Provided text:
◆ ◆ ◆ ◆ ◆ ◆ ◆

Figure 9. Virtual synchronous machine implementation.

The dynamic performance of the synchronous machine is calculated by:

$${\displaystyle \frac{2H}{{\omega }_s}}{\displaystyle \frac{d^2\delta }{d{t}^2}}=P_m-P_e,$$

(25)

where the term $P_m$ stands for the p.u. mechanical power input, and $P_e$ denotes the p.u. electrical power output. The reference angle $\omega t$ is obtained by:

$$\omega t={\displaystyle \frac{{\omega }_s}{2H}}\int \int (P^{\ast }-P)dt,$$

(26)

where $\delta$ is the load angle between the grid voltage vector and the electromotive force (EMF) of the generator.

An issue with modelling a synchronous machine is the emulating the effects of the damper windings; for instance, some methods produce a permanent frequency droop characteristic [37], and while this may be desired, it is better to be decoupled from the VSM operation. Therefore, in this research, a PI controller (shown in Figure 10) has replaced (26).

Figure 10. VSM angle reference.

Here, the integral gain determines the virtual inertia according to:

$$K_I={\displaystyle \frac{{\omega }_s}{2H_v}}$$

(27)

where ${\omega }_s$ is the synchronous speed of the grid, and H is the virtual inertia constant. The proportional gain, $K_P$, can be tuned to achieve the required level of damping in the response, and a higher level of damping is used than would be found in a real synchronous machine.

2.5.3. VCC and VSM Combined

The VCC and VSM combined control structure is depicted in Figure 11. This is inspired by the controller in [38] used for power synchronisation. Note that the figure contains two grid frequencies, the ${\omega }_G$ and the ${\omega }_V$, which stand for the PLL and VSM frequencies, respectively.

Figure 11. The combined control structure.

The resonance damping block shown on the combined controller is expanded as in Figure 12. It is a first-order high-pass filter used to damp resonances that may be present in VSM systems.

Figure 12. Resonance damping.

The anti-current controller block is shown in Figure 13 in detail. Its purpose is to supply current demand values to the existing current controller, such that the voltage demand $v_{cdq}$ equals the reference from the VSM, $v_{vdq}$, in this way the current-limiting functionality of the current controller is maintained.

Figure 13. Anti-current controller.

The current controller (Figure 8) contains cross-coupling terms for which the integral component of the PI compensates. Therefore, the integral action may be seen as optional and removed under certain circumstances because the resulting steady-state error will be minimal. In the case of the combined controller, while the VSM is operating, the integral action is disabled. The current controller output $V_{cdq}$ depends on $v_{dq}$, $i_{dq}$, and $i_{dq}^{\ast }$; the anti-current controller generates a current reference $i_{vdq}^{\ast }$ so that the output of the current controller $V_{cdq}$ is equal to $v_{vdq}^{\ast }$. Note that, since the $i_{vdq}^{\ast }$ passes through a hard limit, the current limitation will still be enabled. The entire set of grid-side control parameters is given in Table 7.

Table 7. Grid-side controller parameters.

◆ ◆ ◆ ◆ ◆ ◆ ◆

What the exercise asks: Retype the virtual synchronous machine passage word for word, from "The dynamic performance" up to and including "of the generator.".

Recorded information:
◆ ◆ ◆ ◆ ◆ ◆ ◆

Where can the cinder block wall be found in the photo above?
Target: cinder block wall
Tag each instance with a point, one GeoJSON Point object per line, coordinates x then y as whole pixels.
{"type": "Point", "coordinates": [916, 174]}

◆ ◆ ◆ ◆ ◆ ◆ ◆

Written response:
The dynamic performance of the synchronous machine is calculated by:

$${\displaystyle \frac{2H}{{\omega }_s}}{\displaystyle \frac{d^2\delta }{d{t}^2}}=P_m-P_e,$$

(25)

where the term $P_m$ stands for the p.u. mechanical power input, and $P_e$ denotes the p.u. electrical power output. The reference angle $\omega t$ is obtained by:

$$\omega t={\displaystyle \frac{{\omega }_s}{2H}}\int \int (P^{\ast }-P)dt,$$

(26)

where $\delta$ is the load angle between the grid voltage vector and the electromotive force (EMF) of the generator.